■ **YOUR OBJECTIVE**:
Pick out every line of the entries that contains the string "shutter", and copy each one. Case counts.

(Point placement entries)
------------------------
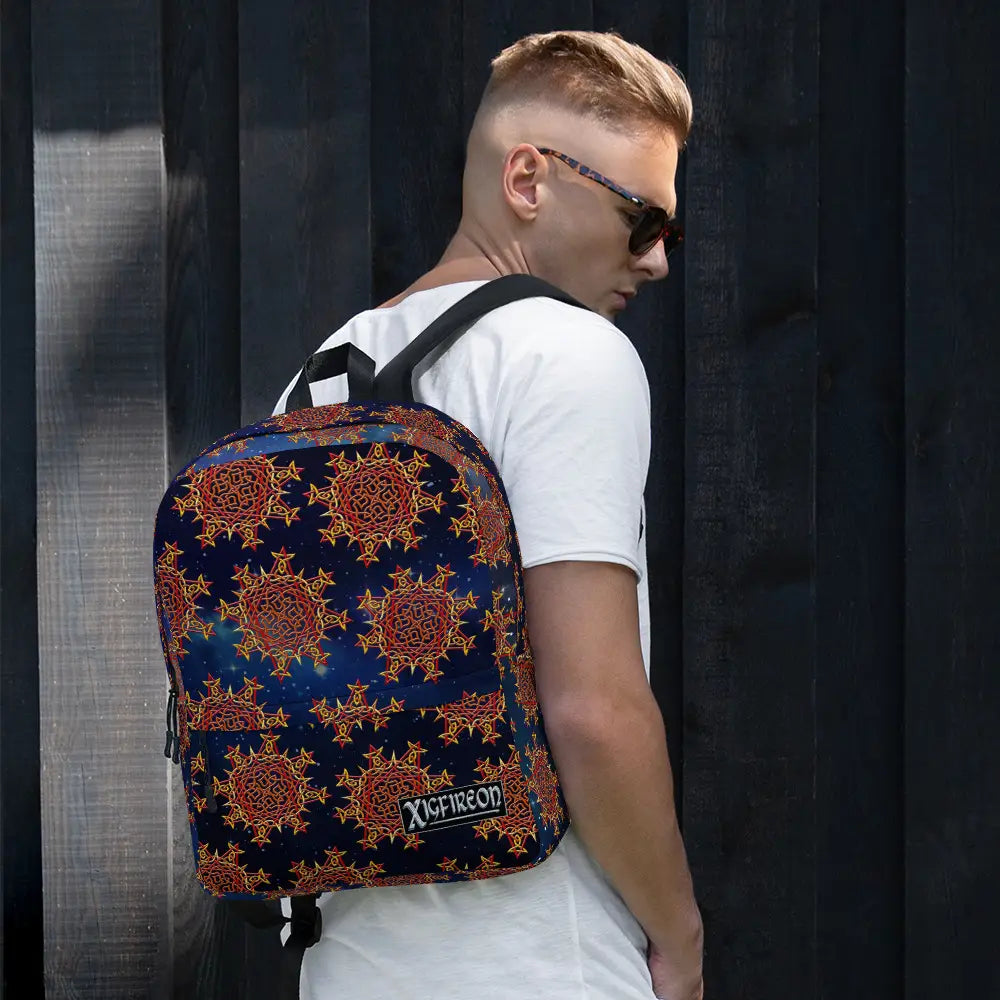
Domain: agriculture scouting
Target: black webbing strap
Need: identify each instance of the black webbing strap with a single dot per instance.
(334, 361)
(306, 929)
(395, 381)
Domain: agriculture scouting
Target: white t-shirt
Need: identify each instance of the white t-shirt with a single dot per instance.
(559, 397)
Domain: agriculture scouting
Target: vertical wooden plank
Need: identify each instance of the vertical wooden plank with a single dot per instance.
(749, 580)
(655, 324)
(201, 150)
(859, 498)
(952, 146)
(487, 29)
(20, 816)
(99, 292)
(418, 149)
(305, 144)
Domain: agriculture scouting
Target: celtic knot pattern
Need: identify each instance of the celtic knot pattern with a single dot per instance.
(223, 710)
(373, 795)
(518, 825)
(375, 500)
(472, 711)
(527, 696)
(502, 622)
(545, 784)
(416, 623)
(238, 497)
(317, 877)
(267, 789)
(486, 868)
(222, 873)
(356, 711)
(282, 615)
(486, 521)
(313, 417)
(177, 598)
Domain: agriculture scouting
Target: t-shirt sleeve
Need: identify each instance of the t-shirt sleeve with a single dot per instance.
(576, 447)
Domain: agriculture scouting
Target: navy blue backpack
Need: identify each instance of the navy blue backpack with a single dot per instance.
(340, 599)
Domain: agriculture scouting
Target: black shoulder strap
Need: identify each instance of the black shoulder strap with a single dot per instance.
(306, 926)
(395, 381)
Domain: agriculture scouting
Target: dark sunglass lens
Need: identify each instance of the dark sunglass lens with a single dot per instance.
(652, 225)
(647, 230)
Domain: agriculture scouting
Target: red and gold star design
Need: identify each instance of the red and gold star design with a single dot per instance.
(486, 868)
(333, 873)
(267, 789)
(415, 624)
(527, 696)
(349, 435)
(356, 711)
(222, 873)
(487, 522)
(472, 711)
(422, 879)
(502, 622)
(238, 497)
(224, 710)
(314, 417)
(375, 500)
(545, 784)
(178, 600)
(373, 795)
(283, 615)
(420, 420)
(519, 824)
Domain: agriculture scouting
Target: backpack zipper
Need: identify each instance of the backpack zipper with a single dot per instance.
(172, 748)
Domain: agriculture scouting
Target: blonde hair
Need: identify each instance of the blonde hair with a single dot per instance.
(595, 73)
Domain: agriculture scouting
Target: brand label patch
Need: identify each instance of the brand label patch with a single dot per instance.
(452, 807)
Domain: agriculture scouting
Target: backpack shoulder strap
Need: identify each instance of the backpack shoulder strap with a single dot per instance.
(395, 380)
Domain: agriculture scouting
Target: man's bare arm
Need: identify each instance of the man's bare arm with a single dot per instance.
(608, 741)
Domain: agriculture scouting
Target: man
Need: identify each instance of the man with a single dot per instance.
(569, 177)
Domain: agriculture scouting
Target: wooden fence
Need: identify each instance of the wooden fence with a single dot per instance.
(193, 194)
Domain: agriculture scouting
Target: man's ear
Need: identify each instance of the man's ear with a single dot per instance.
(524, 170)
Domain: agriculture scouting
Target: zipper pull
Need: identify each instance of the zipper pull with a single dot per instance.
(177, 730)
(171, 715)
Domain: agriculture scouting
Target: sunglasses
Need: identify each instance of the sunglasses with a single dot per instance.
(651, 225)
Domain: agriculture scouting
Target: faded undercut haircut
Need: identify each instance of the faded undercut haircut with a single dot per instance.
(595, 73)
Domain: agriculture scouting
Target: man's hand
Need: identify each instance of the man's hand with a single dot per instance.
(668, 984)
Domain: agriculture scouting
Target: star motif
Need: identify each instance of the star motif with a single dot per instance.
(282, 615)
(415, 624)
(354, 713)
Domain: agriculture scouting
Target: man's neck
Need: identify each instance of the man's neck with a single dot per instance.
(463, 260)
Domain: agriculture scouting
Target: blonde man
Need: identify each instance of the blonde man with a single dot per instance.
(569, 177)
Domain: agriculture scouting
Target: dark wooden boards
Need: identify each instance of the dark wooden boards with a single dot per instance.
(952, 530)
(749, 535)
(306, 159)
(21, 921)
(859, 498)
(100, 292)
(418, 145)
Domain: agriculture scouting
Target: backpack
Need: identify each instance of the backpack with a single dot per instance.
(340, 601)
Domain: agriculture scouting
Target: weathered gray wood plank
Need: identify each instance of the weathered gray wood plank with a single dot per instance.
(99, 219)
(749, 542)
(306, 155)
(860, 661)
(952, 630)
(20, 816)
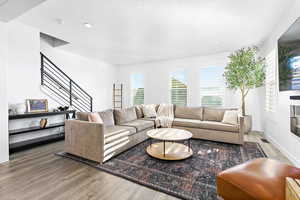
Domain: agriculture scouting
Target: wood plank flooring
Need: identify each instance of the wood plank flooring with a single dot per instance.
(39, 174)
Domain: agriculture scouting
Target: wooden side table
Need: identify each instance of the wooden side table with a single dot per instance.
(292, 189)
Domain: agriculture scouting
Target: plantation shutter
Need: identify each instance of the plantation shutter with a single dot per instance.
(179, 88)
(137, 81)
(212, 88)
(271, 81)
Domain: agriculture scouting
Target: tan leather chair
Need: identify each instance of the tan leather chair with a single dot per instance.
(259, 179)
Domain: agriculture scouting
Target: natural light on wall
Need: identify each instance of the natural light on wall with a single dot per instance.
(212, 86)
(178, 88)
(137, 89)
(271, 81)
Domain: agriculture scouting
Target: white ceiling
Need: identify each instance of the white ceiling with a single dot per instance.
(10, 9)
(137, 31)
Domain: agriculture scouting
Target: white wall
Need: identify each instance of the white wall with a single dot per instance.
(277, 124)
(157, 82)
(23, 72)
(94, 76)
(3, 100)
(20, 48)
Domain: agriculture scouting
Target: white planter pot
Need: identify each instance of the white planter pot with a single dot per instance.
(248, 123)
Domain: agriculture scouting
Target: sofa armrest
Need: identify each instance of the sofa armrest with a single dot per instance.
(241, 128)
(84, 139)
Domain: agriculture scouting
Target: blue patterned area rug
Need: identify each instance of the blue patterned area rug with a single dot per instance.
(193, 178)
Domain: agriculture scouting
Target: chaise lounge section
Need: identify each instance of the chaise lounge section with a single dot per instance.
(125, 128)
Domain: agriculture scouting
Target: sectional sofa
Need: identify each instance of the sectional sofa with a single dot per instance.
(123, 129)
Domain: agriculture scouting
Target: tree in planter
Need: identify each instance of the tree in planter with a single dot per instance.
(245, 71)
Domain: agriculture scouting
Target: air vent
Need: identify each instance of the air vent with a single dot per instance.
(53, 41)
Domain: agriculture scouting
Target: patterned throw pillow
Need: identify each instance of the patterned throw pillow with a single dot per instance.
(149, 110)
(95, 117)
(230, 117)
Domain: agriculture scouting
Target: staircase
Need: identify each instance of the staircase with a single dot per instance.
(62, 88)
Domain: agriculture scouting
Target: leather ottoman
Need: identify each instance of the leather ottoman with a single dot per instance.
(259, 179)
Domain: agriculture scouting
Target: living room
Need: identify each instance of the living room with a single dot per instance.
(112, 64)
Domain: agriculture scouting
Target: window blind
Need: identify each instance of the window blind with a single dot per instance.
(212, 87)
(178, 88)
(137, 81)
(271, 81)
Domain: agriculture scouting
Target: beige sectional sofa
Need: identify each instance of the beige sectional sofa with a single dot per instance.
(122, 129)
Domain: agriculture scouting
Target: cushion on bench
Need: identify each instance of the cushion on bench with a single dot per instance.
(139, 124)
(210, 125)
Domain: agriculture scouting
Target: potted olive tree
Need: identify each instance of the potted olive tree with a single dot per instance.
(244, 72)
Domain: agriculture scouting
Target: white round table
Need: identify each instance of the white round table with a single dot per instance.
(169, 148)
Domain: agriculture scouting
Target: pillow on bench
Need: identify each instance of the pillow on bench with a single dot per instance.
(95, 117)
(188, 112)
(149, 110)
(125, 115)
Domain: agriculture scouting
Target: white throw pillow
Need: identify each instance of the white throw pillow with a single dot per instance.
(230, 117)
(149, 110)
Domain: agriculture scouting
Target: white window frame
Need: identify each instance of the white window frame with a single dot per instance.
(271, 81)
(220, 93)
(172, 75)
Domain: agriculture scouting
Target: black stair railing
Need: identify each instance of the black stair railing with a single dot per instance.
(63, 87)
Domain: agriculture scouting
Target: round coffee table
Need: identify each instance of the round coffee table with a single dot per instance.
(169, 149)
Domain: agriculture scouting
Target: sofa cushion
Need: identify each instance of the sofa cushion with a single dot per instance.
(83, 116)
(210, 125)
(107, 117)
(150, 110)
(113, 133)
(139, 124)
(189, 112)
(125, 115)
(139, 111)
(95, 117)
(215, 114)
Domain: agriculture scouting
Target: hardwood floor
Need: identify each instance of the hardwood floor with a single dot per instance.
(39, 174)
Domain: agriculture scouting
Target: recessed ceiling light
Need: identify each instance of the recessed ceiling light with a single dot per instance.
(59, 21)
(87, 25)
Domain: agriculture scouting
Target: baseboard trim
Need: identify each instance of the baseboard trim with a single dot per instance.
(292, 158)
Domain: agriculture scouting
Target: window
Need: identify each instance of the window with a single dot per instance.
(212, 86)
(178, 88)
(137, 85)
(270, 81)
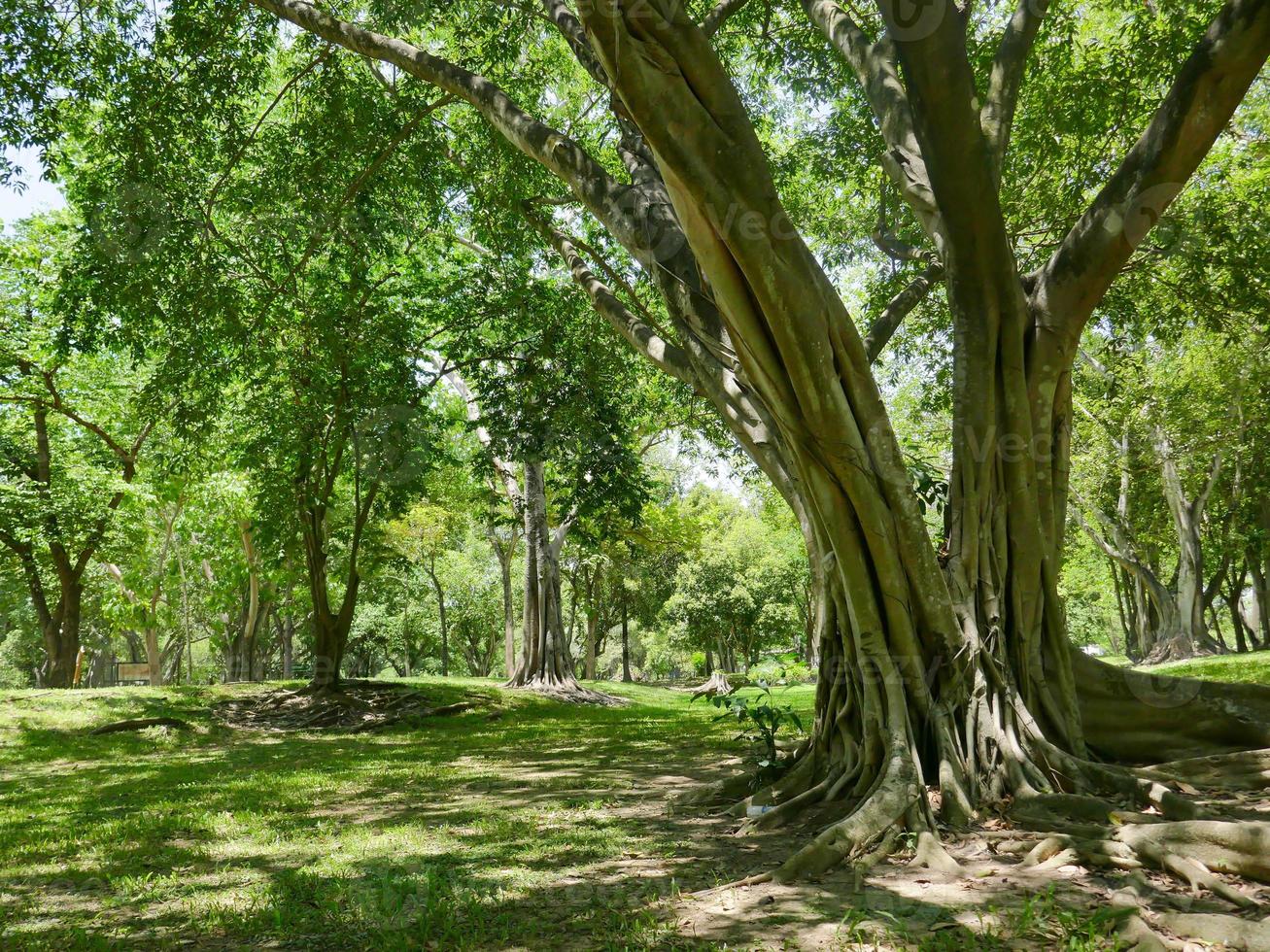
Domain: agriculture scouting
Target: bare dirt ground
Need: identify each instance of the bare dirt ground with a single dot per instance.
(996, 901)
------------------------
■ **THE OUTPUT**:
Target: plantation shutter
Need: identify each instance of the plantation shutter with a single dot per instance.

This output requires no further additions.